QUOTED PASSAGE:

Re:Re: Re: Re: [DISCUSS] Relocate spark-avro dependency by maven-shade-plugin

lamberken Thu, 20 Feb 2020 23:23:14 -0800




Thanks you all, had updated the pr[1]


Thanks
Lamber-Ken


[1] https://github.com/apache/incubator-hudi/pull/1290




At 2020-02-21 02:33:50, "Vinoth Chandar" <[email protected]> wrote:
>If there are no more comments/objections, we could re work the PR based on
>the discussion here..
>
>Points made by Udit are also pretty valid..
>
>Thanks for the constructive conversation. :)
>
>On Wed, Feb 19, 2020 at 3:12 PM lamberken <[email protected]> wrote:
>
>>
>>
>> @Vinoth, glad to see your reply.
>>
>>
>> >> SchemaConverters does import things like types
>> I checked the git history of package "org.apache.spark.sql.types", it
>> hasn't changed in a year,
>> means that spark does not change types often.
>>
>>
>> >> let's have a flag in maven to skip
>> Good suggestion. bundling it like we bundling
>> com.databricks:spark-avro_2.11 by default.

Examples of point labeling:

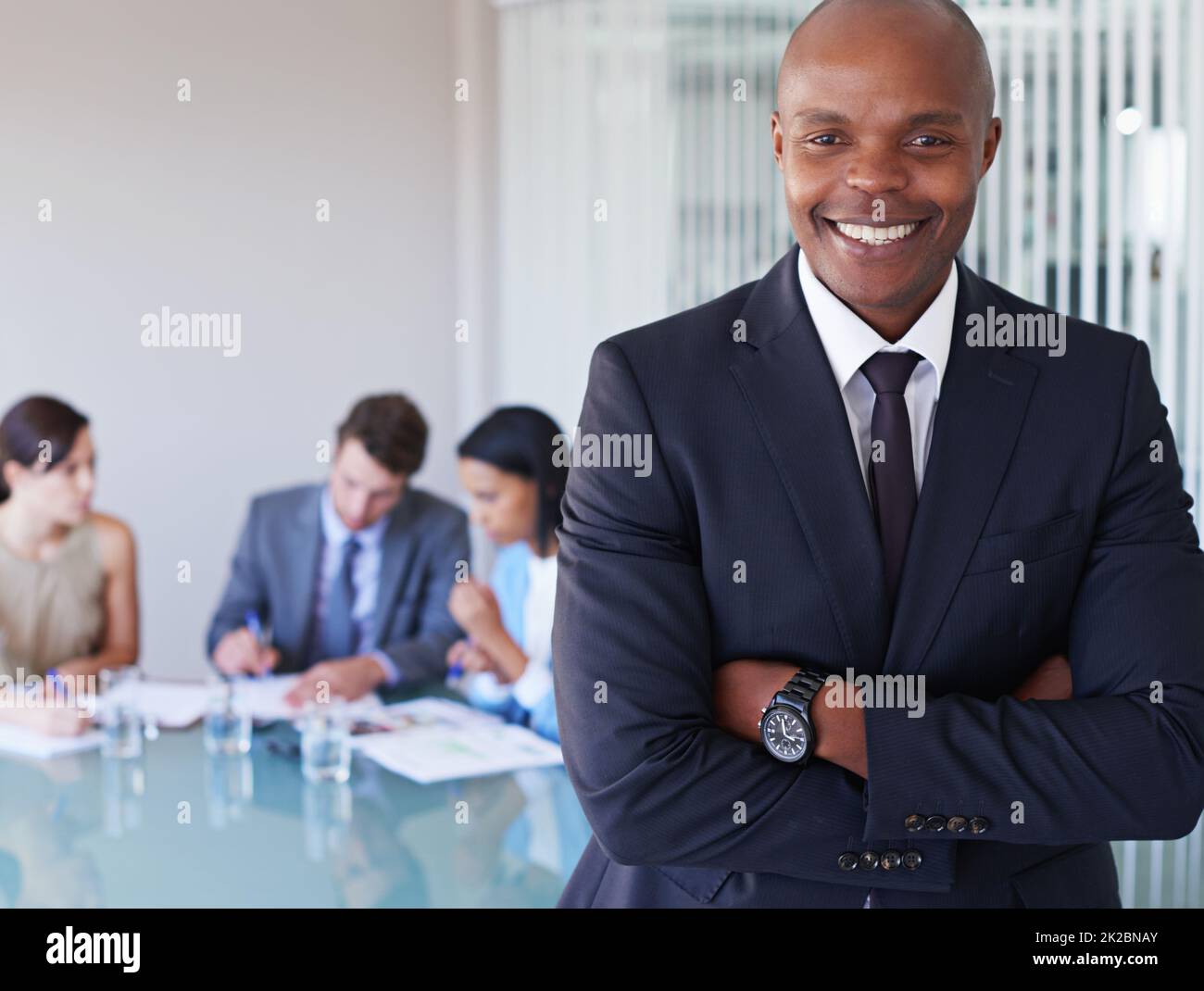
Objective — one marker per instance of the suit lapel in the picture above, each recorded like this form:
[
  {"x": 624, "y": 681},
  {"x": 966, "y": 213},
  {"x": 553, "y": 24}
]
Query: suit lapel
[
  {"x": 983, "y": 401},
  {"x": 799, "y": 414},
  {"x": 301, "y": 580},
  {"x": 396, "y": 549}
]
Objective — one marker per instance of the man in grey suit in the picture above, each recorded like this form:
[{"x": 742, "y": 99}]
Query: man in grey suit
[{"x": 348, "y": 581}]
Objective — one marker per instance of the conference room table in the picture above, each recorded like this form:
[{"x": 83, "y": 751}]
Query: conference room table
[{"x": 181, "y": 827}]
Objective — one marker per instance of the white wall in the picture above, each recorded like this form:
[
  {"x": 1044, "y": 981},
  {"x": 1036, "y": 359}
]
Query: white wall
[{"x": 209, "y": 206}]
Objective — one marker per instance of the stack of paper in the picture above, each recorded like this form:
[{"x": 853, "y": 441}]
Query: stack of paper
[
  {"x": 28, "y": 743},
  {"x": 445, "y": 741}
]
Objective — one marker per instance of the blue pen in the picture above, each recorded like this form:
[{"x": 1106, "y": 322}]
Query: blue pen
[{"x": 257, "y": 630}]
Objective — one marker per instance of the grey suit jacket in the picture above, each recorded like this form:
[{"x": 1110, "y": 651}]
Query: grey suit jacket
[{"x": 275, "y": 571}]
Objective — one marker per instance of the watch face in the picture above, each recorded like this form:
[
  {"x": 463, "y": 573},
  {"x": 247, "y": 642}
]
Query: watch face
[{"x": 785, "y": 734}]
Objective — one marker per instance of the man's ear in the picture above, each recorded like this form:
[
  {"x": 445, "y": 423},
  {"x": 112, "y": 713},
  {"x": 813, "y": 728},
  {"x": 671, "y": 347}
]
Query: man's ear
[{"x": 775, "y": 132}]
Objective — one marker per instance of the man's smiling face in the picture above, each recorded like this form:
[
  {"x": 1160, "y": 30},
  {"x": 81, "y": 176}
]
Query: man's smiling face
[{"x": 883, "y": 132}]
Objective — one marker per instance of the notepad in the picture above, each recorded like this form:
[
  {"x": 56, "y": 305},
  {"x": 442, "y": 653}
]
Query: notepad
[
  {"x": 27, "y": 743},
  {"x": 468, "y": 748}
]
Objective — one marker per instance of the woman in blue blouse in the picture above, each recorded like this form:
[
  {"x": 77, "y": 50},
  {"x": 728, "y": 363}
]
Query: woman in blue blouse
[{"x": 506, "y": 466}]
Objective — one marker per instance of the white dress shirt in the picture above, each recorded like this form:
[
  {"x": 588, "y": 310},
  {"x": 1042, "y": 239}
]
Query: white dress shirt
[
  {"x": 849, "y": 342},
  {"x": 365, "y": 578}
]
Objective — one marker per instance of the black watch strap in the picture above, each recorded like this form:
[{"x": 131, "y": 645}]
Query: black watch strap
[{"x": 803, "y": 685}]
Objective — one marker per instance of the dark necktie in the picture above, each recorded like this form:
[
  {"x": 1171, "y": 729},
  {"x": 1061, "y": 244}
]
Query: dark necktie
[
  {"x": 891, "y": 469},
  {"x": 338, "y": 637}
]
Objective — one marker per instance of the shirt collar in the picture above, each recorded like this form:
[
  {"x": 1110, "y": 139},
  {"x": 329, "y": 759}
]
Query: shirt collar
[
  {"x": 336, "y": 533},
  {"x": 849, "y": 341}
]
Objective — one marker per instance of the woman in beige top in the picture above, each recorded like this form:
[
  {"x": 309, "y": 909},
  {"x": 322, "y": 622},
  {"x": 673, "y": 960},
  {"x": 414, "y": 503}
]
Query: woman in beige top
[{"x": 68, "y": 584}]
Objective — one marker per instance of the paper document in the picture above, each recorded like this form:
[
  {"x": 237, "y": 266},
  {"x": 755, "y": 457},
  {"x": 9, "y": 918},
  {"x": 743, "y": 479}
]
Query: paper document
[
  {"x": 28, "y": 743},
  {"x": 448, "y": 741},
  {"x": 169, "y": 705}
]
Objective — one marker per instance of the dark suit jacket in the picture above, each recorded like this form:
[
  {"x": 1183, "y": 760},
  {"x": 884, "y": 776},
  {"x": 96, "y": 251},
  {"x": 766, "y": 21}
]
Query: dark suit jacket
[
  {"x": 1038, "y": 458},
  {"x": 275, "y": 571}
]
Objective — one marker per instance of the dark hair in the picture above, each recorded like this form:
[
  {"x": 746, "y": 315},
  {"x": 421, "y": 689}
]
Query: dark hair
[
  {"x": 31, "y": 422},
  {"x": 520, "y": 441},
  {"x": 392, "y": 430}
]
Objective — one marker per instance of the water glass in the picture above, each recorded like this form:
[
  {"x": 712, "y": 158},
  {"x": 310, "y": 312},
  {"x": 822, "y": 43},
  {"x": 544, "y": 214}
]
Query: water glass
[
  {"x": 120, "y": 714},
  {"x": 325, "y": 742},
  {"x": 228, "y": 721}
]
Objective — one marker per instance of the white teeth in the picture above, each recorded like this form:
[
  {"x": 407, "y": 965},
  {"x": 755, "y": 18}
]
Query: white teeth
[{"x": 868, "y": 235}]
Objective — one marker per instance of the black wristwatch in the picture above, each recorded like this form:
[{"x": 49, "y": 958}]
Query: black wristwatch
[{"x": 786, "y": 727}]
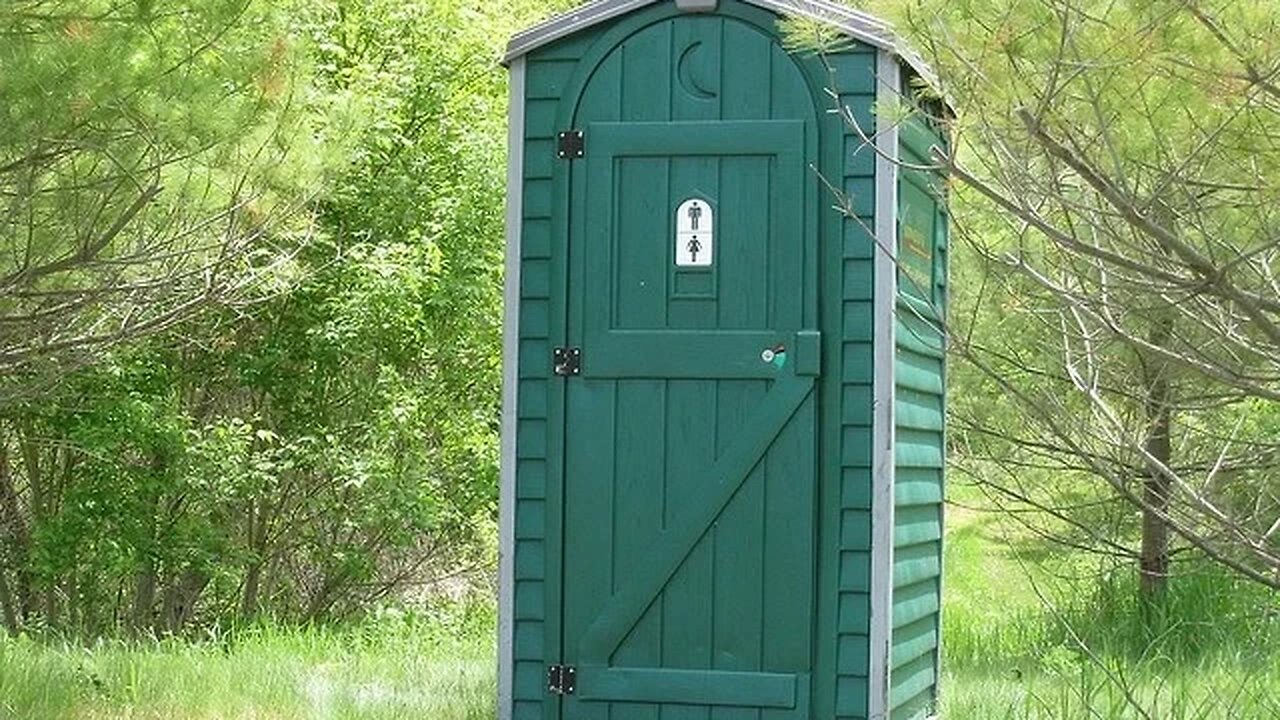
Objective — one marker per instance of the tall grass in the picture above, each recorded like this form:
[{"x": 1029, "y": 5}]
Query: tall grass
[
  {"x": 433, "y": 665},
  {"x": 1069, "y": 641}
]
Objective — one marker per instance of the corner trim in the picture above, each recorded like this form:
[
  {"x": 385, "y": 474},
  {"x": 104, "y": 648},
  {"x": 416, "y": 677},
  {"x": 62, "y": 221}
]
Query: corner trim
[
  {"x": 510, "y": 387},
  {"x": 887, "y": 90}
]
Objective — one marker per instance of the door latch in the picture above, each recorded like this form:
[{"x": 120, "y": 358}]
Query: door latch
[
  {"x": 567, "y": 361},
  {"x": 561, "y": 679}
]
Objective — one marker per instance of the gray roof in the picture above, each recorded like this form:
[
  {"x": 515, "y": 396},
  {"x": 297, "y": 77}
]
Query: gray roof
[{"x": 854, "y": 23}]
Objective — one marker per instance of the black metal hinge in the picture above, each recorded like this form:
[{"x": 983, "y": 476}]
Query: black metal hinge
[
  {"x": 571, "y": 145},
  {"x": 560, "y": 679},
  {"x": 567, "y": 361}
]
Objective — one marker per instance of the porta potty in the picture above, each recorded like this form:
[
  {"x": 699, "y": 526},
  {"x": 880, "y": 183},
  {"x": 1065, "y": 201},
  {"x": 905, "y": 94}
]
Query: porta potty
[{"x": 722, "y": 440}]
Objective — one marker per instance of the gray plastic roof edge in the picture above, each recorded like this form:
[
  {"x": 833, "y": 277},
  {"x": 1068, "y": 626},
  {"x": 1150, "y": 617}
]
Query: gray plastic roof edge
[{"x": 854, "y": 23}]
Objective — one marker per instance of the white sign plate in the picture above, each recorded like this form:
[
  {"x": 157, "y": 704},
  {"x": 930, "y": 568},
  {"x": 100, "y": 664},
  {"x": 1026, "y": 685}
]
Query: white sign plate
[{"x": 695, "y": 233}]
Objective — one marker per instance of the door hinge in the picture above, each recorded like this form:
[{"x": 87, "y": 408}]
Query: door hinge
[
  {"x": 571, "y": 145},
  {"x": 561, "y": 678},
  {"x": 567, "y": 361}
]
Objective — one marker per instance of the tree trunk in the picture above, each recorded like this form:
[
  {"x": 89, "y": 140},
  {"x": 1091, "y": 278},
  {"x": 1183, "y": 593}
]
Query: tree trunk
[
  {"x": 1153, "y": 564},
  {"x": 17, "y": 537},
  {"x": 7, "y": 605}
]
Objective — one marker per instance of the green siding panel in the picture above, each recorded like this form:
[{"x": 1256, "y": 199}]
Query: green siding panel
[
  {"x": 851, "y": 696},
  {"x": 854, "y": 69},
  {"x": 529, "y": 641},
  {"x": 859, "y": 279},
  {"x": 913, "y": 602},
  {"x": 918, "y": 449},
  {"x": 859, "y": 237},
  {"x": 854, "y": 613},
  {"x": 536, "y": 240},
  {"x": 858, "y": 364},
  {"x": 909, "y": 682},
  {"x": 918, "y": 639},
  {"x": 860, "y": 196},
  {"x": 908, "y": 491},
  {"x": 855, "y": 488},
  {"x": 530, "y": 519},
  {"x": 530, "y": 601},
  {"x": 548, "y": 80},
  {"x": 859, "y": 154},
  {"x": 917, "y": 563},
  {"x": 855, "y": 531},
  {"x": 917, "y": 524},
  {"x": 918, "y": 410},
  {"x": 856, "y": 400},
  {"x": 855, "y": 570},
  {"x": 856, "y": 446},
  {"x": 531, "y": 478},
  {"x": 853, "y": 655}
]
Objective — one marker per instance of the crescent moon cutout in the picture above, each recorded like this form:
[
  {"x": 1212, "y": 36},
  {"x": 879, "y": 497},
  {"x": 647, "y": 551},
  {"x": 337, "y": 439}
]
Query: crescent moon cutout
[{"x": 686, "y": 74}]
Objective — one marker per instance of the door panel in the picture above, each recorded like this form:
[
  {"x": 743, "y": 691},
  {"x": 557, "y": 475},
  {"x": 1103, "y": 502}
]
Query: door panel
[
  {"x": 690, "y": 458},
  {"x": 686, "y": 527}
]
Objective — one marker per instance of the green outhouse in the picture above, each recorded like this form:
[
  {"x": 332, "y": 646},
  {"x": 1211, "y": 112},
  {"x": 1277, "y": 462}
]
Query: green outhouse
[{"x": 722, "y": 445}]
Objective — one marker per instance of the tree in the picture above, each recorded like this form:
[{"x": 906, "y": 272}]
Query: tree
[
  {"x": 1118, "y": 177},
  {"x": 154, "y": 162}
]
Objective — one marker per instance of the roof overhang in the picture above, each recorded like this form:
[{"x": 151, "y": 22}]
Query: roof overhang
[{"x": 853, "y": 23}]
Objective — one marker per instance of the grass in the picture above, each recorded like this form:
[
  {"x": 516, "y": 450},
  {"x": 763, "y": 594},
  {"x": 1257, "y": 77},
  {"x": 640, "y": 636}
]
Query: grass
[
  {"x": 438, "y": 666},
  {"x": 1066, "y": 639},
  {"x": 1014, "y": 636}
]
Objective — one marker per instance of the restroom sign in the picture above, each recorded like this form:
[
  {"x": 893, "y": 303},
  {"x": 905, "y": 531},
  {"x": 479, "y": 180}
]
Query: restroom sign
[{"x": 695, "y": 233}]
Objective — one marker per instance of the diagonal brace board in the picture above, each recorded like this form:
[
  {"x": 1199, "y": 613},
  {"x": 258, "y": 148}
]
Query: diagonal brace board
[{"x": 661, "y": 561}]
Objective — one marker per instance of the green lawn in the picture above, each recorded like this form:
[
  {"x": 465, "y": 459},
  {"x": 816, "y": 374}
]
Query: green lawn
[
  {"x": 439, "y": 669},
  {"x": 1050, "y": 639},
  {"x": 1214, "y": 654}
]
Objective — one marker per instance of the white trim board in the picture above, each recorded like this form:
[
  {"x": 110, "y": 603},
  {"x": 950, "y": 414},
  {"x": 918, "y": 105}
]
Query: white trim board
[
  {"x": 510, "y": 390},
  {"x": 854, "y": 23},
  {"x": 887, "y": 90}
]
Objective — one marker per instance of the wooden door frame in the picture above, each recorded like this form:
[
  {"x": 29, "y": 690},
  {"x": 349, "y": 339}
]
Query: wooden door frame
[{"x": 823, "y": 147}]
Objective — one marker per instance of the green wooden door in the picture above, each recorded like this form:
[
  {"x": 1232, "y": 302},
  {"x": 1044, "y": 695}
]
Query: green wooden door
[{"x": 688, "y": 552}]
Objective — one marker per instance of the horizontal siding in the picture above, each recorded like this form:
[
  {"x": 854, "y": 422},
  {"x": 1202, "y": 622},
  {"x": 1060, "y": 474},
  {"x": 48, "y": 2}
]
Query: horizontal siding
[
  {"x": 909, "y": 683},
  {"x": 855, "y": 77}
]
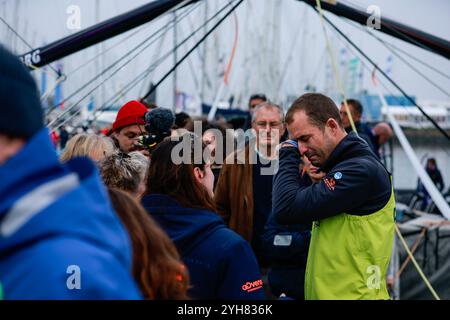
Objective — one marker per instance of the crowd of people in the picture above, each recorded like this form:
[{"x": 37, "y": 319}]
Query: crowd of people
[{"x": 300, "y": 207}]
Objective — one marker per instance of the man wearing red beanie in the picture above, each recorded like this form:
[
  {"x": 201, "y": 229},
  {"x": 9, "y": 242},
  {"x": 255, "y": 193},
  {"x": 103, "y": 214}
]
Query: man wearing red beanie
[{"x": 129, "y": 126}]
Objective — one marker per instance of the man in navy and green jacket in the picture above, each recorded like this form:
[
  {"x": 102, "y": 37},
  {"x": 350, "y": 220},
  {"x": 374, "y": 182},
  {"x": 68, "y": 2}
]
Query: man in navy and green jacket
[{"x": 352, "y": 207}]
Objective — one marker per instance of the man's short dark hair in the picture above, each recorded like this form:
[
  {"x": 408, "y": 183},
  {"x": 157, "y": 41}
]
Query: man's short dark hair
[
  {"x": 318, "y": 107},
  {"x": 357, "y": 106}
]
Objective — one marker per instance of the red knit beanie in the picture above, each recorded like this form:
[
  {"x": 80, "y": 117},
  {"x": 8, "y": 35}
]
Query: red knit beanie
[{"x": 130, "y": 113}]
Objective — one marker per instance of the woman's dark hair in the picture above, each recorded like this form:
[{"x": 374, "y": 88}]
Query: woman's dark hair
[
  {"x": 178, "y": 180},
  {"x": 157, "y": 267}
]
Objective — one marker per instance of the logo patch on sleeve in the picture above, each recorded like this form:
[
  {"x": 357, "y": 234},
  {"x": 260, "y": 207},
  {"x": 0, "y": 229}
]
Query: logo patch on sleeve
[
  {"x": 338, "y": 175},
  {"x": 252, "y": 286},
  {"x": 330, "y": 183}
]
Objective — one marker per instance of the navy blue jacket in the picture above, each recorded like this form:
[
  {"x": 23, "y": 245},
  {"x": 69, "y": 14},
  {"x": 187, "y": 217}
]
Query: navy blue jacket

WHAT IS NEEDED: In the email thread, copy the text from "[1] https://github.com/apache/incubator-hudi/pull/1290" up to and including "constructive conversation. :)".

THE SOLUTION:
[1] https://github.com/apache/incubator-hudi/pull/1290




At 2020-02-21 02:33:50, "Vinoth Chandar" <[email protected]> wrote:
>If there are no more comments/objections, we could re work the PR based on
>the discussion here..
>
>Points made by Udit are also pretty valid..
>
>Thanks for the constructive conversation. :)